-- START GIVEN DATA --

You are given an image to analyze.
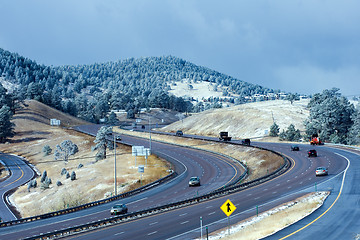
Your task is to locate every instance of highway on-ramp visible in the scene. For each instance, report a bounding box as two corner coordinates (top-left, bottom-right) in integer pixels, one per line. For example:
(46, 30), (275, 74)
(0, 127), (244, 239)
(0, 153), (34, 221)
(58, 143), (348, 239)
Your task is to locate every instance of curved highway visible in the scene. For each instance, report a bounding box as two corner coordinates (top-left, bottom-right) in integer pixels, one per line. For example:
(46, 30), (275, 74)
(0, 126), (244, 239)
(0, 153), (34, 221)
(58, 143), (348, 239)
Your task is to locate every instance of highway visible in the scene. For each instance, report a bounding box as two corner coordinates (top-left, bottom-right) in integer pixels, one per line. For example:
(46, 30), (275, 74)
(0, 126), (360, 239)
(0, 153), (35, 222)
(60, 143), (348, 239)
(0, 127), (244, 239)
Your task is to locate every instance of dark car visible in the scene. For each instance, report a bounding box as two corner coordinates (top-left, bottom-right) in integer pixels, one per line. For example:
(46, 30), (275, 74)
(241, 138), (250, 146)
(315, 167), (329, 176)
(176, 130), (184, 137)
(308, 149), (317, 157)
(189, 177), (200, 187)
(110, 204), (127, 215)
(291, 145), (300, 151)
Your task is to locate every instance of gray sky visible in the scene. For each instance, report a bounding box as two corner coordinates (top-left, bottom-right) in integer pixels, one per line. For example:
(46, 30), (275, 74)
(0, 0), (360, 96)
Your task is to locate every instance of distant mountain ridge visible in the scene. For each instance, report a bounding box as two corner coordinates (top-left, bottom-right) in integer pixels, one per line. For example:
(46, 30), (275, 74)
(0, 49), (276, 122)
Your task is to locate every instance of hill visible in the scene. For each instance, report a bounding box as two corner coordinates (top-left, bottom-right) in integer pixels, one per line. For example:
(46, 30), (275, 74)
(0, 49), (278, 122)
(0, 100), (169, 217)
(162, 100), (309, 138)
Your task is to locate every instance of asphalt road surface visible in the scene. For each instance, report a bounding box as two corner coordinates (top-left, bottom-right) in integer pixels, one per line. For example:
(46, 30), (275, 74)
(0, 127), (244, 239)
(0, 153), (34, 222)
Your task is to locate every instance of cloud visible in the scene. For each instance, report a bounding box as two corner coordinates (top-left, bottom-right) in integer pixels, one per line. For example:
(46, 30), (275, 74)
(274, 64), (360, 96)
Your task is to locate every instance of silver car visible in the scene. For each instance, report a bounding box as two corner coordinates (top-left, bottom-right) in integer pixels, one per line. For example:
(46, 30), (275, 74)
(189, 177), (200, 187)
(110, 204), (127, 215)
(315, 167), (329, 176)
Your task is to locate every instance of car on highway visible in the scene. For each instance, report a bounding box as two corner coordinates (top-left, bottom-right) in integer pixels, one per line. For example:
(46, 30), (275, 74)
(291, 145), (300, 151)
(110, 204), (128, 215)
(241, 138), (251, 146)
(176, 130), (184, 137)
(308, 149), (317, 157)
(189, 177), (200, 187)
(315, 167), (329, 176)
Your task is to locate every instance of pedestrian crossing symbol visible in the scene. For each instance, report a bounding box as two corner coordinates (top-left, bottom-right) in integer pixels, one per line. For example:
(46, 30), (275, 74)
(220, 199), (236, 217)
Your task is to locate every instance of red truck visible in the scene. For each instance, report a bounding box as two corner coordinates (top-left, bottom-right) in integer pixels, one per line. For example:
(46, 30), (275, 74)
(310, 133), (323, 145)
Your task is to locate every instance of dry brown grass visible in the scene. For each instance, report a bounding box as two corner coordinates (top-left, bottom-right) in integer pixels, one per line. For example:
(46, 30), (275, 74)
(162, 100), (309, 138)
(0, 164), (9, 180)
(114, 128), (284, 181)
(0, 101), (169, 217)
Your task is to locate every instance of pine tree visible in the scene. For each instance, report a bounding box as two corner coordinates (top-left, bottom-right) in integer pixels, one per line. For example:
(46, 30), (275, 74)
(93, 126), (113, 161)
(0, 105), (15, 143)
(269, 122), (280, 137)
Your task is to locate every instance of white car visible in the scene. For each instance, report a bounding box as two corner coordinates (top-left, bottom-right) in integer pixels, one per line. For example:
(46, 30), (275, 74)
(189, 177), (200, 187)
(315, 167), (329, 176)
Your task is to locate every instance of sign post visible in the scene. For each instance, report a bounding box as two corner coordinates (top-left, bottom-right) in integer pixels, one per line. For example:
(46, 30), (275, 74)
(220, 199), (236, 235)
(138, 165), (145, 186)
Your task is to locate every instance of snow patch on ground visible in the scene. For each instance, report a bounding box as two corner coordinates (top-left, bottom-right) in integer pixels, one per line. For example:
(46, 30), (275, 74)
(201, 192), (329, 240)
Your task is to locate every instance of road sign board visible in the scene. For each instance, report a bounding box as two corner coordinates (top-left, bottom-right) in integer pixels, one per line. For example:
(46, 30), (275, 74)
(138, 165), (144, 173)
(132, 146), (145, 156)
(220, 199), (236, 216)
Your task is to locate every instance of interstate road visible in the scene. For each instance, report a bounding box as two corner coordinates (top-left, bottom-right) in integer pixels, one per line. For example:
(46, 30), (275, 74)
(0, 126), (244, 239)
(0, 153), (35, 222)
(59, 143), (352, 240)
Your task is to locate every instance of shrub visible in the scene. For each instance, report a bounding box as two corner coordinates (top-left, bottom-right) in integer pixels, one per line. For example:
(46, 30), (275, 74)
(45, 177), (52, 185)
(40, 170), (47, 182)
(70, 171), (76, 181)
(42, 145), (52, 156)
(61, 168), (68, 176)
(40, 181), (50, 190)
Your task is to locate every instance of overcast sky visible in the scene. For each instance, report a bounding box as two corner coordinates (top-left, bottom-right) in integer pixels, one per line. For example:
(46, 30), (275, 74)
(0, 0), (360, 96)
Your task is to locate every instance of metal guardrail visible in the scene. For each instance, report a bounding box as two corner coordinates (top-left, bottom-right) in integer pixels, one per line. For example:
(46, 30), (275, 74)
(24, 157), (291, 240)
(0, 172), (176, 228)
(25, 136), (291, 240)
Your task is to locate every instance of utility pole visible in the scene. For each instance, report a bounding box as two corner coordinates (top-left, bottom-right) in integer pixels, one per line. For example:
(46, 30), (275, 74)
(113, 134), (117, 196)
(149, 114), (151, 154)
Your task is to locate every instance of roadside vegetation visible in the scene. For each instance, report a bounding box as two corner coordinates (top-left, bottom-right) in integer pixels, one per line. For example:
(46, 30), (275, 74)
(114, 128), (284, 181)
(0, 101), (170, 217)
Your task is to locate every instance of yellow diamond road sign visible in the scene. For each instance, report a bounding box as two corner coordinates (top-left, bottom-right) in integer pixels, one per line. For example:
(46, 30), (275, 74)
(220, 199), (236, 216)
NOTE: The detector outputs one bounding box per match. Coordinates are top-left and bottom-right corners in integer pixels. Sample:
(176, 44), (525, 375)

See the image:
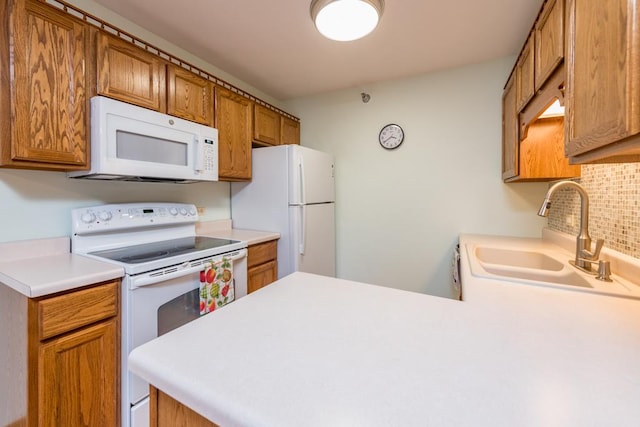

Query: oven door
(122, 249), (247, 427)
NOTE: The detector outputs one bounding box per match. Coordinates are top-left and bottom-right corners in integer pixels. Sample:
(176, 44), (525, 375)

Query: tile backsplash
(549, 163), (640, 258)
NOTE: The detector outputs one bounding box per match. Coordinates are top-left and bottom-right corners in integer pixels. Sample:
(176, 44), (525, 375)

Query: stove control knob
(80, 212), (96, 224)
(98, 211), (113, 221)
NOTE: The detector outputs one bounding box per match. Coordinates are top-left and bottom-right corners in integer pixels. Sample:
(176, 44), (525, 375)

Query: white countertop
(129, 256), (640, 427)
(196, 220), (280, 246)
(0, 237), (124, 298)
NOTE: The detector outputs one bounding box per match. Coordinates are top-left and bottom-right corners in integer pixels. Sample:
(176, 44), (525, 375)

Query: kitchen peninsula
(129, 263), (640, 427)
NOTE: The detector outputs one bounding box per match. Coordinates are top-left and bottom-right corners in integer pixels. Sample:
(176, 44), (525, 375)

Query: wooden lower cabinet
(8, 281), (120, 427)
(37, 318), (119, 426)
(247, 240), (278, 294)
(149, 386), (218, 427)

-- END GIVEN DATA --

Copy out, word for word, the lines from the one containing "Your task is to locate every instance of shrub" to the one containing "(149, 114), (151, 154)", with both of those lines included.

■ **FINAL RESULT**
Your task is to locate every instance of shrub visible in the scene. For each instance, report a bounding box as two corner coordinates (top-left, bottom-right) in integer pixels, one per line. For example:
(46, 30), (275, 74)
(45, 177), (52, 185)
(40, 170), (47, 182)
(70, 171), (76, 181)
(42, 145), (52, 156)
(61, 168), (68, 176)
(40, 181), (50, 190)
Your task is to locate every instance of overcast sky visible in the scene. For each instance, report a bounding box as two corner coordinates (top-left, bottom-right) in integer pixels, one per line. For example:
(46, 30), (275, 74)
(0, 0), (360, 96)
Your task is to locate every instance of metal guardrail visible in the scene. For each instance, report a bounding box as two corner coordinates (top-left, bottom-right) in integer pixels, one per line. For example:
(46, 30), (275, 74)
(24, 157), (291, 240)
(0, 172), (176, 228)
(25, 136), (291, 240)
Your task is to locate every instance of utility pole visible in the scene. For each instance, report a bounding box as two corner coordinates (top-left, bottom-right) in integer pixels, one per line. For example:
(46, 30), (275, 74)
(113, 134), (117, 196)
(149, 114), (151, 154)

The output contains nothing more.